**Your instructions**
Please give the lines starting at the one that contains "Object = kneeling man" and ending at the one that contains "[462,300,521,343]", both included, as a JSON list of strings with one string per line and blank lines left out.

**Exercise materials**
┌──

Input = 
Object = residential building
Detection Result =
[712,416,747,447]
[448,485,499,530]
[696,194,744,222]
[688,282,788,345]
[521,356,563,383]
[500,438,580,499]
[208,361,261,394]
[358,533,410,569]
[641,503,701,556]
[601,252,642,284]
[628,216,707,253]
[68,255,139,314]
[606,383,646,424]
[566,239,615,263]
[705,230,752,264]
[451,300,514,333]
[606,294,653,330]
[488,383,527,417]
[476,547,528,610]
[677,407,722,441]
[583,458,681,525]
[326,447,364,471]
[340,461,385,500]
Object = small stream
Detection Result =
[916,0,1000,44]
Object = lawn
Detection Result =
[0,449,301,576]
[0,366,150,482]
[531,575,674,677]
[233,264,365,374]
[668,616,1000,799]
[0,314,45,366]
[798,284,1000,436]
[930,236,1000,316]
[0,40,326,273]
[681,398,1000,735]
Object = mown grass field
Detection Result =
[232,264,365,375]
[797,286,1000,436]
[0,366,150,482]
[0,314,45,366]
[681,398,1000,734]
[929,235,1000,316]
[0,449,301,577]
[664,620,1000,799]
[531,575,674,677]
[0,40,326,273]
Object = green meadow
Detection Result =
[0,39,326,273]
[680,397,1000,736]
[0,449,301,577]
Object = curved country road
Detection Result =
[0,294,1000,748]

└──
┌──

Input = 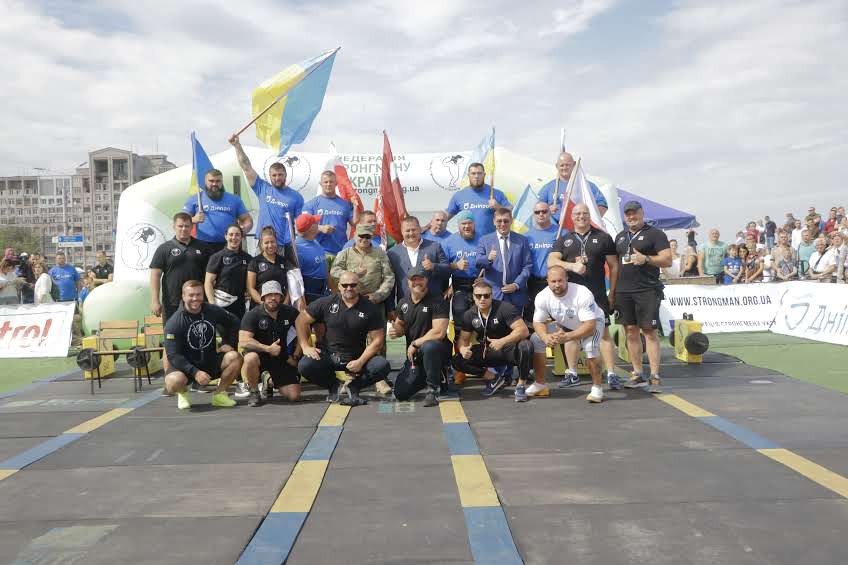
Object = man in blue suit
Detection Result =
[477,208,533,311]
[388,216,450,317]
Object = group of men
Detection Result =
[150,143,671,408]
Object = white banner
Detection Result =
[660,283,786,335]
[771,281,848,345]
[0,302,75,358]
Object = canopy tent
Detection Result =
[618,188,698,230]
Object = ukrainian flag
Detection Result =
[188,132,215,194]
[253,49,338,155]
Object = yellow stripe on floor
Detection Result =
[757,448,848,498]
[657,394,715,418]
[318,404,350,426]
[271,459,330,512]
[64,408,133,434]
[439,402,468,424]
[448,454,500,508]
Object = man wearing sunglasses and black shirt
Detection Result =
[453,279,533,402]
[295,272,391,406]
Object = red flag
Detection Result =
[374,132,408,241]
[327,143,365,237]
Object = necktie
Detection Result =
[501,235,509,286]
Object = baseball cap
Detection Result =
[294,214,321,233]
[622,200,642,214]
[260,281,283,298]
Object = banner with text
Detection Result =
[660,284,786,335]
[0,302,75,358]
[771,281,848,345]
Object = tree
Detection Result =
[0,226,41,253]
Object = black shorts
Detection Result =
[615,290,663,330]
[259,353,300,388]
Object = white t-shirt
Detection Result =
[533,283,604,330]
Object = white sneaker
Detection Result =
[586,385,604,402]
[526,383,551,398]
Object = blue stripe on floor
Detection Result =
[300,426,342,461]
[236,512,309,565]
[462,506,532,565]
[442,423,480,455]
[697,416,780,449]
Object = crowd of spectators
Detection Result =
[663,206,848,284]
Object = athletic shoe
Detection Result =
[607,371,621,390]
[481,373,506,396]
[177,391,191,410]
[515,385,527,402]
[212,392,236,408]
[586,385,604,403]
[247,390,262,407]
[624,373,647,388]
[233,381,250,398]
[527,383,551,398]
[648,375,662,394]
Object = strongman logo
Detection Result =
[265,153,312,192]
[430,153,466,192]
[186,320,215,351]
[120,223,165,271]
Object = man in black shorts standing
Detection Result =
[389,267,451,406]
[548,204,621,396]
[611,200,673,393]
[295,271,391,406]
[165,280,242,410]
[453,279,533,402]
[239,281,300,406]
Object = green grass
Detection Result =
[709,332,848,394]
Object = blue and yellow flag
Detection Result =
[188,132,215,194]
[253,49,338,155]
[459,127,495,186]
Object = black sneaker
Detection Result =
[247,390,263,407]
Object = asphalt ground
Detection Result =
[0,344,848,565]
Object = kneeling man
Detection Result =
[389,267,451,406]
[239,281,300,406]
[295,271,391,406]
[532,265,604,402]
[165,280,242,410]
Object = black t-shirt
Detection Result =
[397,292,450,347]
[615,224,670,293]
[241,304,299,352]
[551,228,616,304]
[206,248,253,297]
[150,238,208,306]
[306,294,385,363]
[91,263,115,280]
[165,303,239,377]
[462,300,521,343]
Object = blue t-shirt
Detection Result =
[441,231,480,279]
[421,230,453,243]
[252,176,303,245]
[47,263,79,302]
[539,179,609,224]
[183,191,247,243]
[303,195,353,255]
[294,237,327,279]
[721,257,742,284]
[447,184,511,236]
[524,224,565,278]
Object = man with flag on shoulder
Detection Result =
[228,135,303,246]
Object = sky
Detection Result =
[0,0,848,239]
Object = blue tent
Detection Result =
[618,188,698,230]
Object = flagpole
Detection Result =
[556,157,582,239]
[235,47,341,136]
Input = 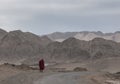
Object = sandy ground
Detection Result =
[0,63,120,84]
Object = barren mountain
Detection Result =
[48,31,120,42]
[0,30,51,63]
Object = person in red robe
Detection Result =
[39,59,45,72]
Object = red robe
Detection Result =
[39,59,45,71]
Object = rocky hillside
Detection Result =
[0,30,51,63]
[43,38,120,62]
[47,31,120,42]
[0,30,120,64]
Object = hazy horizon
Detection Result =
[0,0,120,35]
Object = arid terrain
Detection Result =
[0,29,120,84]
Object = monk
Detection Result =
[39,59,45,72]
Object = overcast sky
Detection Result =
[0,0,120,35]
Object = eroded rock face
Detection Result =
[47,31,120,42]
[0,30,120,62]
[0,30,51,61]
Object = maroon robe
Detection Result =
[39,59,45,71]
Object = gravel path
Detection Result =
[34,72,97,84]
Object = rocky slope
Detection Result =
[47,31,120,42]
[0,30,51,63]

└──

**Reply to the task**
[
  "Object = kneeling man",
  "Detection Result =",
  "[389,267,451,406]",
  "[239,281,300,406]",
  "[295,271,391,406]",
  "[532,265,604,402]",
  "[165,280,242,410]",
  "Object = black t-shirt",
  "Detection Result =",
  "[397,292,450,347]",
  "[615,224,670,293]",
  "[241,304,299,352]",
  "[551,228,616,304]",
  "[206,248,253,297]",
  "[150,238,208,306]",
  "[306,294,385,363]",
  "[91,263,115,280]",
  "[165,303,239,377]",
  "[462,300,521,343]"
]